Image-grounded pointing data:
※

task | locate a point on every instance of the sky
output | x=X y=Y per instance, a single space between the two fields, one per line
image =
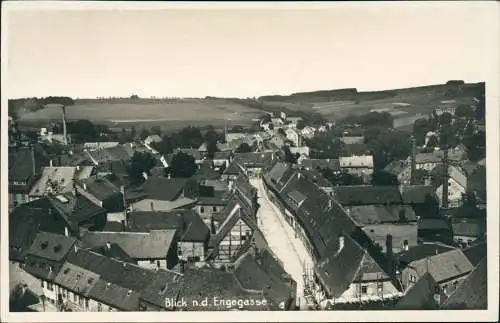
x=244 y=52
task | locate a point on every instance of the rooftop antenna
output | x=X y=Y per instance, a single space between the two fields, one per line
x=65 y=134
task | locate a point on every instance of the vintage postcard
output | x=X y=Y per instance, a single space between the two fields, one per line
x=167 y=161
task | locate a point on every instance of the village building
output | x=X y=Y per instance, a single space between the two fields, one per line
x=357 y=165
x=448 y=269
x=163 y=194
x=156 y=249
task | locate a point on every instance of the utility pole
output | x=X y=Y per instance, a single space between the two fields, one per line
x=413 y=160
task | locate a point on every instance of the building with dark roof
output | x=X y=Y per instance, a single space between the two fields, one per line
x=192 y=233
x=154 y=249
x=45 y=257
x=89 y=281
x=424 y=295
x=261 y=271
x=472 y=294
x=25 y=165
x=349 y=266
x=448 y=269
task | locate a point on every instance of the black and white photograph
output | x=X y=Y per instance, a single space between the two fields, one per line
x=301 y=162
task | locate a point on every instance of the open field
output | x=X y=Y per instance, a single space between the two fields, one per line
x=147 y=113
x=405 y=101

※

— THE TASK —
All entries should be restated word for word; no images belong in the copy.

— TASK ANSWER —
task | locate a point on every instance of the sky
output | x=X y=Y per instance, a single space between the two fields, one per line
image =
x=244 y=52
task | locate a point on every instance of the rooftop antenna
output | x=X y=Y per instance, a single space between the two fields, one per line
x=65 y=134
task | locate a point on every instance of the vintage postcard
output | x=X y=Y per instance, a single space between the two fields, one per line
x=167 y=161
task | locate a point on every instance of the village building
output | x=X y=Y per instance, a single space between the two fields, one per line
x=357 y=165
x=448 y=269
x=163 y=194
x=156 y=249
task | locate a point on every instance of the utility pole
output | x=X y=Y per instance, a single space between the two fields, one per line
x=413 y=160
task | locate a point on every instance of the building with dark roof
output | x=X y=Y per instance, a single space between the two fields, one per line
x=192 y=233
x=154 y=249
x=45 y=257
x=89 y=281
x=424 y=295
x=261 y=271
x=472 y=294
x=25 y=165
x=349 y=266
x=448 y=269
task | locate a point on every instance of the black and white photograph
output | x=X y=Y per instance, a single space between the two fields, one per line
x=301 y=162
task | locate a point on every instance of the open field
output | x=X y=Y per instance, a single space between the two fields, one per line
x=147 y=113
x=405 y=101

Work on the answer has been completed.